Short Hope: Jeonju Review

Jeonju International Film Festival
Modest-sized, sure-handed debut driven by a measured turn from his child-actor star.

Late-blooming Japanese indie filmmaker Masaki Horiguchi bows with a film about a boy's pursuit of his estranged biological father.

Despite falling short of securing any awards at the Jeonju International Film Festival, 49-year-old Masaki Horiguchi has proved his mettle with a modest-sized, emotionally subdued directorial debut revolving around a pre-pubescent boy's rite of passage via his journey to his late mother's nightclub-dancer past. Featuring a poised performance from the young actor Ryuto, Short Hope is a miniature which should easily find a niche in Asian indie showcases seeking the Hirokazu Koreeda; while not exactly matching the older director's mastery and pedigree, Horiguchi might just find a late start of a career.

In what is his first solo, top-billing role, Ryuto plays Kazuya, a boy living with his slacker step-father Ryosuke (Jun Toba). The film begins with the boy's voice proclaiming "Gypsy is dead": it might be a direct allusion to the passing of his mother, who performs in a nightclub under that stage name; but it also sets the stage for the boy to try and lay his listless soul to rest, as he attempts to rediscover the father whom he thinks would give him a sense of belonging.

[AVAILABLE DATA]:
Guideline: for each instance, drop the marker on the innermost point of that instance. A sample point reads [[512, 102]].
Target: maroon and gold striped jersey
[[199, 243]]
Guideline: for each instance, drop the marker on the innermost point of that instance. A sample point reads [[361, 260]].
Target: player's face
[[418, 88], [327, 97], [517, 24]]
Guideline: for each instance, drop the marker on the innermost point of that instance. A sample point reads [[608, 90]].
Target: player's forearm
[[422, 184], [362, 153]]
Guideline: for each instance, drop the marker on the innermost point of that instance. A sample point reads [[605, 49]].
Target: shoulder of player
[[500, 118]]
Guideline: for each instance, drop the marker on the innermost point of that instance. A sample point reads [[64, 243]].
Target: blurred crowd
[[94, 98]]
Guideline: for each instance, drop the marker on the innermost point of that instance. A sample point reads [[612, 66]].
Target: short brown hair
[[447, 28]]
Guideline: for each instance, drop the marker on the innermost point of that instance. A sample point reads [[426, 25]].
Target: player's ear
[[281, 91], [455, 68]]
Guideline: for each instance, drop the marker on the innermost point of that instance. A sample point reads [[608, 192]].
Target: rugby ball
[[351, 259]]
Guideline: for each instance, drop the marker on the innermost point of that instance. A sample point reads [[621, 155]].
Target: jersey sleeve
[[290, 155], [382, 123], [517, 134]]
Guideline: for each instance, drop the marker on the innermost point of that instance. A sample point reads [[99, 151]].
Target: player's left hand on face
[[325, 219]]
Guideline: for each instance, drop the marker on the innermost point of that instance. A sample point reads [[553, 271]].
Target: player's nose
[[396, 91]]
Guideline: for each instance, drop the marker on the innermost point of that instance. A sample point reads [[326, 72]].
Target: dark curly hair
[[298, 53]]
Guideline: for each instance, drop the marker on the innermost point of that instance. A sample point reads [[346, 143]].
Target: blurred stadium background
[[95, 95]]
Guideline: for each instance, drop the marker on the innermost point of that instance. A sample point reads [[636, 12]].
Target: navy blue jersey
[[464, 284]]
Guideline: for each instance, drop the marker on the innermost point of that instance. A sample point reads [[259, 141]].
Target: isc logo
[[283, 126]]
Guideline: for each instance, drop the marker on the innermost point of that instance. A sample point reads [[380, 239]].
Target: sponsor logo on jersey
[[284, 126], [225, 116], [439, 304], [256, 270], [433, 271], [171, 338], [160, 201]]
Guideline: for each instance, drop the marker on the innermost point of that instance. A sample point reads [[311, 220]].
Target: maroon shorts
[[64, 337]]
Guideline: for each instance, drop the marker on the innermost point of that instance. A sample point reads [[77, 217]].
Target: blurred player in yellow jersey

[ABOUT THIS EXERCISE]:
Copy the review verbatim from "Short Hope: Jeonju" to "of a career.".

[FINISHED EXERCISE]:
Short Hope: Jeonju Review

Jeonju International Film Festival
Modest-sized, sure-handed debut driven by a measured turn from his child-actor star.

Late-blooming Japanese indie filmmaker Masaki Horiguchi bows with a film about a boy's pursuit of his estranged biological father.

Despite falling short of securing any awards at the Jeonju International Film Festival, 49-year-old Masaki Horiguchi has proved his mettle with a modest-sized, emotionally subdued directorial debut revolving around a pre-pubescent boy's rite of passage via his journey to his late mother's nightclub-dancer past. Featuring a poised performance from the young actor Ryuto, Short Hope is a miniature which should easily find a niche in Asian indie showcases seeking the Hirokazu Koreeda; while not exactly matching the older director's mastery and pedigree, Horiguchi might just find a late start of a career.